Would you return the data below exactly as it stands, with every picture left out?

*-*-*

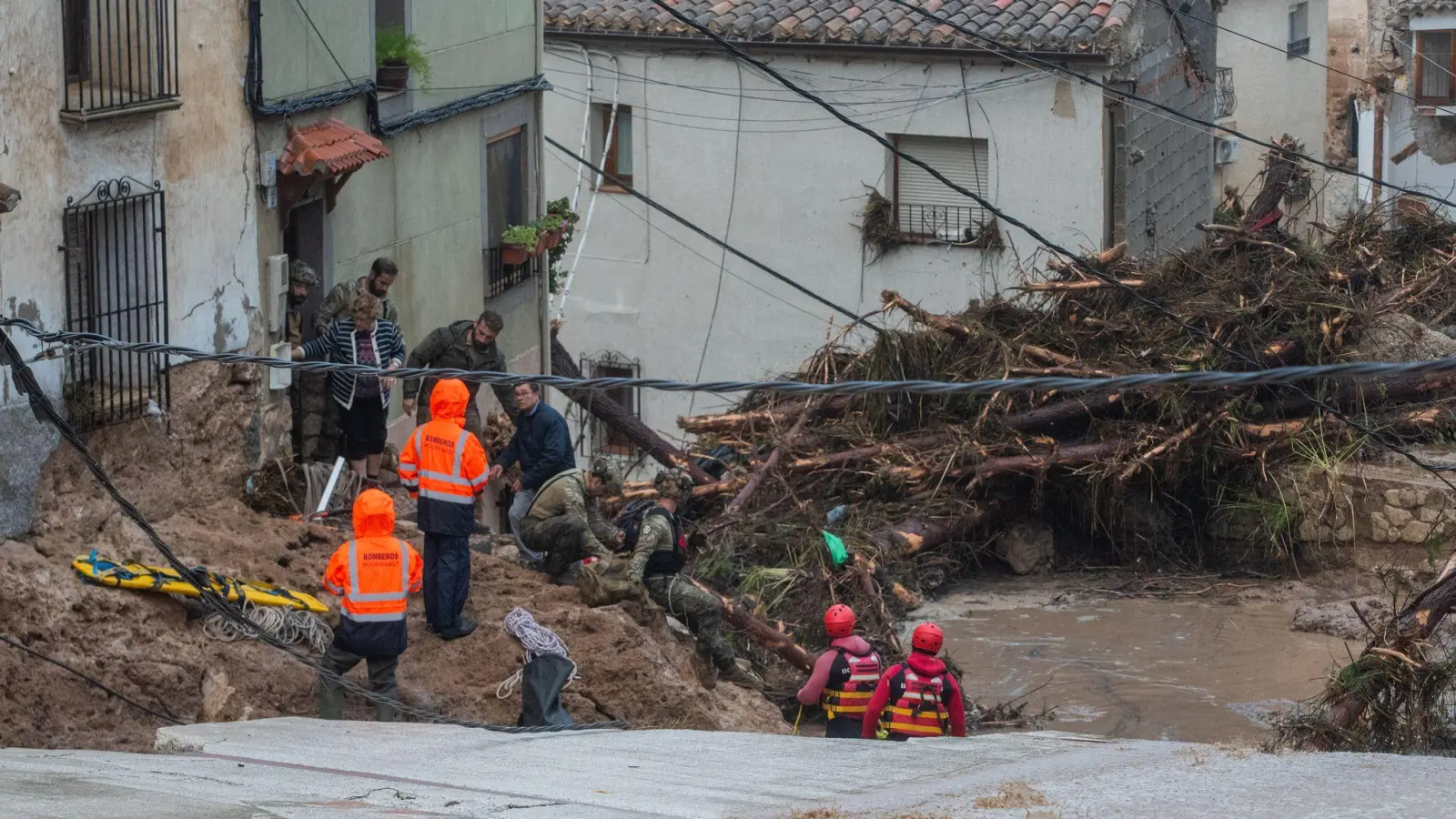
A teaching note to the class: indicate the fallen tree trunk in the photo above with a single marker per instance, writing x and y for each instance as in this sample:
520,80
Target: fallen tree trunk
763,471
772,637
735,421
1365,394
944,324
615,416
1063,411
865,452
915,535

*-*-*

Finished task ::
A teaching note to the class: indicate the fallen tree trunk in the photo above with a single marker per instance, writing x and y for each instance as in this sample:
520,80
Target: fallen tree trunk
763,471
772,637
735,421
1365,394
944,324
615,416
1063,411
865,452
915,535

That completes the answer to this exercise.